» SHORT EXERCISE
Print all the data, keeping every line exactly as it is.

..............................

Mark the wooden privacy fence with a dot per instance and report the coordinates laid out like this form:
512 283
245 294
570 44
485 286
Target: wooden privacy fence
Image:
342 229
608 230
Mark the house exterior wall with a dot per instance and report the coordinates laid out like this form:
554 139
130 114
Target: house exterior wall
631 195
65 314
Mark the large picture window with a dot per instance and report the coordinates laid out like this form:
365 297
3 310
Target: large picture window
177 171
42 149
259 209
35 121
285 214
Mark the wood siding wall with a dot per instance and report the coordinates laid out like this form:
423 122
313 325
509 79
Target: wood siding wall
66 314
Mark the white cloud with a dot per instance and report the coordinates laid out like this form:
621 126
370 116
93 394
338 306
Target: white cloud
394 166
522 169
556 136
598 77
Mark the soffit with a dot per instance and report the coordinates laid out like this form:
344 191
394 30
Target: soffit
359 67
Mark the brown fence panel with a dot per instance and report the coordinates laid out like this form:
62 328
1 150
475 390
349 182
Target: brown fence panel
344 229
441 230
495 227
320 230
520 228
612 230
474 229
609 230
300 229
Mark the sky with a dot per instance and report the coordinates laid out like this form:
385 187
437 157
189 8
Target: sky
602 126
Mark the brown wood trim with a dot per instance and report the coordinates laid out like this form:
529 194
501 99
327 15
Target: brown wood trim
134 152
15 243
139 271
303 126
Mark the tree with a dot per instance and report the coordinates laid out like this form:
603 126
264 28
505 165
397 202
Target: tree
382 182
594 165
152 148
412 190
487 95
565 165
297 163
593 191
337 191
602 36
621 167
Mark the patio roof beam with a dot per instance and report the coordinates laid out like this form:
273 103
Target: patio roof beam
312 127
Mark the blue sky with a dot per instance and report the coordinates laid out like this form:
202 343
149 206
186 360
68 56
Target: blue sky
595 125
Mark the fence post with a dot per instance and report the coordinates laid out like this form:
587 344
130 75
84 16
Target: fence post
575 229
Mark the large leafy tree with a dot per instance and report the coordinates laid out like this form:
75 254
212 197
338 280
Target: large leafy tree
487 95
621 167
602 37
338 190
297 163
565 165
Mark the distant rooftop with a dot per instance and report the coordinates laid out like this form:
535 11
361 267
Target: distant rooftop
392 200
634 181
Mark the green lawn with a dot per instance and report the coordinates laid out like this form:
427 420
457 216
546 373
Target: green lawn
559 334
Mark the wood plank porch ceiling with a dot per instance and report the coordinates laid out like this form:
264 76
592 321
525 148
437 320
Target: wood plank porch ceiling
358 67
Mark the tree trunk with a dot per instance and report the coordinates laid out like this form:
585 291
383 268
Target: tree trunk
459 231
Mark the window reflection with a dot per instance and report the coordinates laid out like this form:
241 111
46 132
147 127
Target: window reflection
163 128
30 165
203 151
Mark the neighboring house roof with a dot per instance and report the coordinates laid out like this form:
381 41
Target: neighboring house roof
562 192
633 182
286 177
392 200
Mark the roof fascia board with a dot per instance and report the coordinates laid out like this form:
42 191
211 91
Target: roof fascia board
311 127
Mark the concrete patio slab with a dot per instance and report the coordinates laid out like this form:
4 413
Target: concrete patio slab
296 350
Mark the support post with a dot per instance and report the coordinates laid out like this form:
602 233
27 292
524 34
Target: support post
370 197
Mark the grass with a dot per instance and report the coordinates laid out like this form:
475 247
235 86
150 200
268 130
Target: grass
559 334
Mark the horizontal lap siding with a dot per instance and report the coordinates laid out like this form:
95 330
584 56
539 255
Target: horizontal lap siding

..............................

» ANSWER TO THIS TASK
Mark the wooden privacy fence with a dot per instance and report the coordinates laid out like this form:
512 283
245 294
570 44
485 286
Target: wooden privacy fence
Image:
342 229
608 230
Mark the house exterior wall with a dot per instance and report the coordinates laid out like this form:
554 139
130 114
Target: house exterior wall
631 195
65 314
Mark the large picture window with a dot per instance and report the coordinates laid out like this form:
365 297
3 310
Target: large picture window
177 171
42 149
259 209
35 121
285 214
Mark the wood siding wall with a dot per instance and report the coordinates laid out like this form:
423 122
313 325
509 79
Target: wood siding wall
66 314
Mark the white cloud with a dot per instance and report the coordinates laid out like this form:
621 126
370 116
93 394
338 306
Target: white cloud
394 166
522 169
556 136
598 77
Mark the soffit with a dot per instance and report the coordinates laid out like this form:
344 191
394 30
Target: soffit
359 67
Mark the brown fence panel with a dot per instance and report the coordinates laid out like this form:
62 328
1 150
475 390
349 182
Target: brown fence panel
344 229
441 230
495 227
320 230
520 228
612 230
474 229
609 230
300 229
Mark the sky with a dot per instance and report the coordinates laid out like this form:
385 187
437 157
189 8
Target: sky
602 126
Mark the brown wood trim with a dot per instance and report the coordinates laid out like this form:
529 194
501 99
327 15
Target: brown wood trim
134 152
15 243
139 271
303 126
Mark the tree with a dot per instance and report the coordinates laid out like this form:
603 126
264 28
505 165
397 202
Target: tree
382 182
594 165
152 148
412 190
487 95
565 165
297 163
593 191
337 191
602 36
621 167
Mark the patio roof beam with a dot per instance and report the coordinates laid out like this form:
273 103
Target: patio roof beam
312 127
Mark the blue sky with a dot per instance and report the coordinates laid out like this form:
202 343
149 206
186 360
68 56
Target: blue sky
595 125
Mark the fence post with a dot per instance and report the coordinates laid out like this form:
587 344
130 75
84 16
Target: fence post
575 229
Mark the large leafy tree with a dot per instance and report the coordinates laid out like this form:
75 254
212 197
338 280
Target: large leafy tree
487 95
621 167
602 37
338 190
297 163
565 165
Mark the distant rooftop with a dot per instance and report the coordinates laid out like this form:
535 11
361 267
Target: distant rooftop
392 200
634 181
Mark the green lawn with a dot per instance and report the coordinates laid out like this form:
427 420
457 216
546 373
Target: green lawn
559 334
Mark the wood plank porch ceiling with a dot per instance and report the coordinates laid out like this form:
264 76
592 321
525 148
437 320
Target: wood plank porch ceiling
358 67
Mark the tree trunk with a dot per instance and report the coordinates laid out like this form:
585 291
383 268
Target: tree trunk
459 231
Mark the window reflection with a dot per instance and report the coordinates laid out like this form:
241 111
46 132
147 127
Target: window reflection
163 128
30 165
203 151
Mark the neighboring house roof with a dot per instance and report the coordinates laid out like this form:
381 41
Target: neighboring house roof
562 192
633 182
286 177
392 200
Mark the roof fascia board with a dot per instance and report the coordinates laid out like this form:
42 191
211 91
Target: roof fascia board
311 127
Mark the concrete patio slab with a dot per instance and report the coordinates laid out like this form:
4 413
Target: concrete patio slab
296 350
Mark the support post with a dot per instance and report the coordinates laid out like this form:
602 233
27 292
524 34
Target: support post
370 197
Mark the grass with a dot per instance and report the coordinates laid out like this form:
475 247
235 86
150 200
268 130
Target: grass
559 334
Mark the horizontal lap siding with a dot per instance and report the coordinates laid out like this form:
95 330
584 56
539 255
Target: horizontal lap siding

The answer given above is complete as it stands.